Task objective >> Please retype the records below word for word.

Data to process >>
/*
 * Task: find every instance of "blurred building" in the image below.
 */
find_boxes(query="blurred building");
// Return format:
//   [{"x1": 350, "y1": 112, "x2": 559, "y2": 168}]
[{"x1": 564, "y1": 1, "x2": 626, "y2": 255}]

Solution to the exercise >>
/*
 * Task: find every instance of "blurred building" in the image below.
 */
find_boxes(query="blurred building");
// Return format:
//   [{"x1": 350, "y1": 112, "x2": 559, "y2": 168}]
[{"x1": 564, "y1": 1, "x2": 626, "y2": 255}]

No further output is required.